PROBLEM DETAILS
Rewrite the records from the line containing "For the lamb's head" through the end of the records, both included, replacing "service" with "annotation tool" and leaving everything else unchanged.

══════════

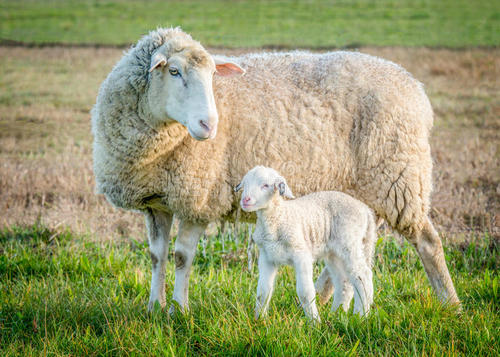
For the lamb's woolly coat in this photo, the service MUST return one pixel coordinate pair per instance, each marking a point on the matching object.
(319, 223)
(333, 121)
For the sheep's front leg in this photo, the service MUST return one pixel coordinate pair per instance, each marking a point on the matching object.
(305, 286)
(158, 225)
(265, 286)
(185, 250)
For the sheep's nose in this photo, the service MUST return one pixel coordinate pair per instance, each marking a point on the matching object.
(205, 125)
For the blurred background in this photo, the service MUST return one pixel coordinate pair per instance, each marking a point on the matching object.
(55, 54)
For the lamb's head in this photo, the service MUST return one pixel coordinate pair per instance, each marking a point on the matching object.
(180, 86)
(260, 185)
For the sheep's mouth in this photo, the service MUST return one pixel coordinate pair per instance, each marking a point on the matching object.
(246, 207)
(198, 137)
(206, 134)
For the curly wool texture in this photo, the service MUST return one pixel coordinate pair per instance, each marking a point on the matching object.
(340, 121)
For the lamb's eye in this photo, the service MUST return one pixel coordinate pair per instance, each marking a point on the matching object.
(174, 72)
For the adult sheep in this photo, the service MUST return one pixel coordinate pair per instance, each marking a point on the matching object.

══════════

FULL SOLUTION
For the lamb's head in this photo, the annotation tool MUST return one pixel coordinate pair per instance, each marking a point on the matching object.
(180, 86)
(260, 185)
For the sheep's mouth in this photo, the annotation tool MUST return one pixel coordinate pair per instance, each marking a point on the matching object.
(246, 207)
(198, 137)
(206, 134)
For the curly wool texture in this photo, the annotation tool MUST return one pixel coordinate pair per instance, each marking a point on the matching object.
(340, 121)
For the lamb's eye in this photo, the annotation tool MUST return one pixel coordinate pair per instance, each marking a point on the matching object.
(174, 72)
For the adult sheep in this photo, the annotation tool MUST return one pixel coordinate pair per instance, each marking a point on the matching object.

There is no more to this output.